▶ [WHAT YOU NEED TO DO] Reproduce exactly the lines below, starting with the line that contains "For every instance of the curved stem" and ending with the last line of the records, both included, and nothing else.

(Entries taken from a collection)
- - - - -
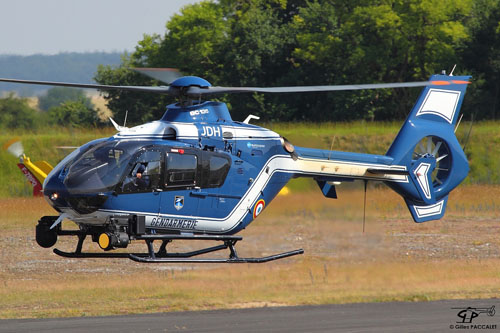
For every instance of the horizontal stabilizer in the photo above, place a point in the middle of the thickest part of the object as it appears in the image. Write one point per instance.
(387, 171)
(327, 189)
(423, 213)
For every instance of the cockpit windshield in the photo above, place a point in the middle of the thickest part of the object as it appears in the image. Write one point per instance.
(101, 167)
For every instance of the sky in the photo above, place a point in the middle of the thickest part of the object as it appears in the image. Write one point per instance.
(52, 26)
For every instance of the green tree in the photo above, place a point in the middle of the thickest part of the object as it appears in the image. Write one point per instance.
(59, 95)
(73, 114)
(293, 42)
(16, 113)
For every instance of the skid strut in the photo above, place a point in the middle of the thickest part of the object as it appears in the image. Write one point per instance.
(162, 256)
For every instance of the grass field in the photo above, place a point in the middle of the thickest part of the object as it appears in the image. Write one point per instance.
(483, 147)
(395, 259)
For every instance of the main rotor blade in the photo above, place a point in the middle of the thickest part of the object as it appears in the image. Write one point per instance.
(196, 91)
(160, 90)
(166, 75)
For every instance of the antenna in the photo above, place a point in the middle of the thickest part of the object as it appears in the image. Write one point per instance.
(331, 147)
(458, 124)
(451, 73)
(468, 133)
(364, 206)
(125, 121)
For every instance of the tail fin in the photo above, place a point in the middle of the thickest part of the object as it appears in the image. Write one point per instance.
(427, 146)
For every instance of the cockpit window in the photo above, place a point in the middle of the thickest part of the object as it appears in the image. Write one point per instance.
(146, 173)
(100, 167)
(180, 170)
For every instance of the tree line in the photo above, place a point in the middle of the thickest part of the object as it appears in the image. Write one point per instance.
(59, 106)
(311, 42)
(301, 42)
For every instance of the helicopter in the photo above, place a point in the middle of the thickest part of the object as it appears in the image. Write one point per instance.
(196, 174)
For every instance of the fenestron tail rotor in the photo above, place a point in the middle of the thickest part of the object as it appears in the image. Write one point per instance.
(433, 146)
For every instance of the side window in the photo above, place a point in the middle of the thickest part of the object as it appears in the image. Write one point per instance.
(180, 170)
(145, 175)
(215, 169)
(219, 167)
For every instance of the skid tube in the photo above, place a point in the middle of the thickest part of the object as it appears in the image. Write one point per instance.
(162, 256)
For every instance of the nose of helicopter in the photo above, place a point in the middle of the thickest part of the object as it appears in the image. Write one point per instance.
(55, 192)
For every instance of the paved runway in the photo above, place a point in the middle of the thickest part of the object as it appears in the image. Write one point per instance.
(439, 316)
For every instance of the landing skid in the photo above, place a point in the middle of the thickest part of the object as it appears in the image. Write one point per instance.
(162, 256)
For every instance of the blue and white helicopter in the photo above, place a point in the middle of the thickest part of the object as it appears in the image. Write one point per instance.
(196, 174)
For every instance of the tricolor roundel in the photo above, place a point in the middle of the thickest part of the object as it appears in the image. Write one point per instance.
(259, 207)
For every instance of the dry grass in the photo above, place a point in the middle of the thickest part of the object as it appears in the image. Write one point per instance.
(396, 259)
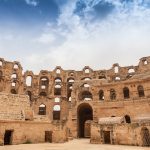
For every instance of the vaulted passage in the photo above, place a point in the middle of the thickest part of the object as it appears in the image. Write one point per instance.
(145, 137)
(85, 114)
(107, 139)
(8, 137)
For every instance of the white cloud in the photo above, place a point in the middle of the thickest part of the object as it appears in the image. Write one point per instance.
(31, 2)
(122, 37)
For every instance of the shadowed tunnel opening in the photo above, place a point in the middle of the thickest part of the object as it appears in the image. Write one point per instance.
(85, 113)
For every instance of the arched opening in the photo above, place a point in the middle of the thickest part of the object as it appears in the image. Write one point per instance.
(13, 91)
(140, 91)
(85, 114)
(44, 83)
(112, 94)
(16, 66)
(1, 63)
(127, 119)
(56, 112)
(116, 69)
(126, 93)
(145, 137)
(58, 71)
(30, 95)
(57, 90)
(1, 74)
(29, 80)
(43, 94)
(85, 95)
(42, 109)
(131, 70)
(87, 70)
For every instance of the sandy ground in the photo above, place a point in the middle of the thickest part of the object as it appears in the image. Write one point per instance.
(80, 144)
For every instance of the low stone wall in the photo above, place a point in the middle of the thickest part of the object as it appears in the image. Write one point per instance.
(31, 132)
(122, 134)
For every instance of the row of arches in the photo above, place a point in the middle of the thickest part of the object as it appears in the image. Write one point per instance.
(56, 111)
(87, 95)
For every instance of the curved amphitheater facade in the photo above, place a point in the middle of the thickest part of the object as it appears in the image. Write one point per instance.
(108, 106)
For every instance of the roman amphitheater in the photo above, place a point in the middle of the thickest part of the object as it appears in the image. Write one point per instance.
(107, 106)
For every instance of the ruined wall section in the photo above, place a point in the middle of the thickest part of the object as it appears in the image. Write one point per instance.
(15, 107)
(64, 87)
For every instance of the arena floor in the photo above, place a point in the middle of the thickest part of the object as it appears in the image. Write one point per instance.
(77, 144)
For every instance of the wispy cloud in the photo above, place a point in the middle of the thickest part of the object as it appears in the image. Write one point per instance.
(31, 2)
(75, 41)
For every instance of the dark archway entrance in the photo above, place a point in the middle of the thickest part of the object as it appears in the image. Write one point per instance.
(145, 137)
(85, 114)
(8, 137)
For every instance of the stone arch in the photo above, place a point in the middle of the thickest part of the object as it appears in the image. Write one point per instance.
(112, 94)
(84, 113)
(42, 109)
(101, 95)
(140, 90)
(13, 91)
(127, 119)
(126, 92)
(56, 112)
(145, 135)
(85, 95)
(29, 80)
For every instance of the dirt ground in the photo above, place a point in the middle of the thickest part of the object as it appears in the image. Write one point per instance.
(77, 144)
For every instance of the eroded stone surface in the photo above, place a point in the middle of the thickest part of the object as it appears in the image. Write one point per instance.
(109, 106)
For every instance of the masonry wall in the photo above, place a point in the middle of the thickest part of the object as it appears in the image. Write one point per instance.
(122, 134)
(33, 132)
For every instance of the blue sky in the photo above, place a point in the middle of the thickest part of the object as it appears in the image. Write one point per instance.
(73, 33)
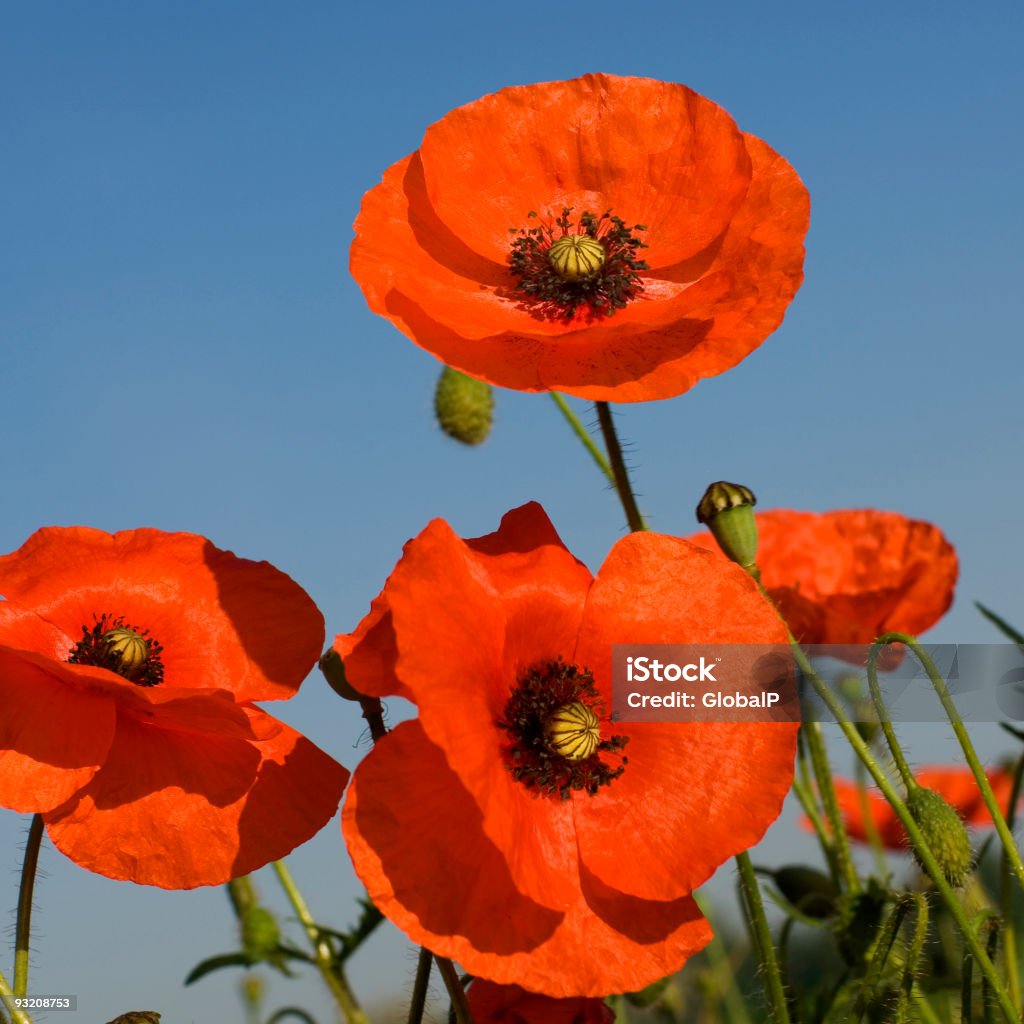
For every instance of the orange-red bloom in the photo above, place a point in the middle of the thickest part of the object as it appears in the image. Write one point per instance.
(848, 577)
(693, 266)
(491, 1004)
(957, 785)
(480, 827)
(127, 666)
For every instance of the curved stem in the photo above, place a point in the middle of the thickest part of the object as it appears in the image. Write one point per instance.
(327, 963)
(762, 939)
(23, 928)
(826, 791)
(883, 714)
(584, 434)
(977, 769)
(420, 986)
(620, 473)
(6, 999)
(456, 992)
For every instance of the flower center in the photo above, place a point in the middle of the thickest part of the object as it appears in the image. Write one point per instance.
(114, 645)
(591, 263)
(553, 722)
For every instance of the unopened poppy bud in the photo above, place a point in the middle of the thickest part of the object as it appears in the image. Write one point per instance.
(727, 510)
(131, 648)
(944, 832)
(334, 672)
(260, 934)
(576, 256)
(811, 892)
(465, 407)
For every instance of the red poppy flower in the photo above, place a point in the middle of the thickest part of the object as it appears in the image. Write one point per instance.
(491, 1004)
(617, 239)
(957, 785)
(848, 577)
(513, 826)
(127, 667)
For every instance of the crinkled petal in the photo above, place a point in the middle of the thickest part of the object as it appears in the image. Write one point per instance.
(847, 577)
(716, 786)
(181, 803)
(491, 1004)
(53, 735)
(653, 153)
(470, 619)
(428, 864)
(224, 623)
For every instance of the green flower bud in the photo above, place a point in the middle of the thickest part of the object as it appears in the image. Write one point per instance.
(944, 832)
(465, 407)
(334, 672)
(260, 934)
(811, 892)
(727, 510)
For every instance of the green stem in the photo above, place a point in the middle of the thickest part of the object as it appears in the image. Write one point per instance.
- - - - -
▶ [RESPONSE TO THE TASK]
For every instance of the curved stem in the photo above, place a point in the middle of the thickest part of the object as it appears in the image. Write one point per instance.
(327, 963)
(762, 939)
(23, 928)
(826, 791)
(883, 714)
(584, 434)
(977, 769)
(420, 986)
(620, 473)
(6, 999)
(456, 992)
For every instance of the flower center in the photo above, place a point in the middle of the thickest part of the object as it appears in the image. Write one point per instance.
(114, 645)
(591, 263)
(553, 722)
For every instance of the unopened poppy bud in the photo above, place a point in the middle of the thickest part of the object as it appears in the image. Write one point per instance.
(727, 510)
(131, 648)
(944, 832)
(334, 672)
(260, 934)
(576, 256)
(811, 892)
(465, 407)
For every instance of the red poppy flower in the photo above, place a point in the middle of the thickest part of the object as it appears in the image. Write one point per instance.
(491, 1004)
(617, 239)
(957, 785)
(848, 577)
(513, 826)
(127, 667)
For every instance of the crinkled petal in the photo above, place a point in the middle of the thickest part of the object as it appears in the image. Write one point per instance.
(847, 577)
(716, 786)
(181, 803)
(491, 1004)
(53, 735)
(653, 153)
(470, 619)
(428, 864)
(224, 623)
For every instance of the green flower bud in the photo above, place a point in the middle of the thickest part of the object as it appears in the image. Write one point per instance.
(944, 832)
(465, 407)
(334, 672)
(260, 934)
(811, 892)
(727, 510)
For every instance of the green stem in the photo above, place a point in the middle of the thickest part of the object as it appears in the image. Write one point per instance.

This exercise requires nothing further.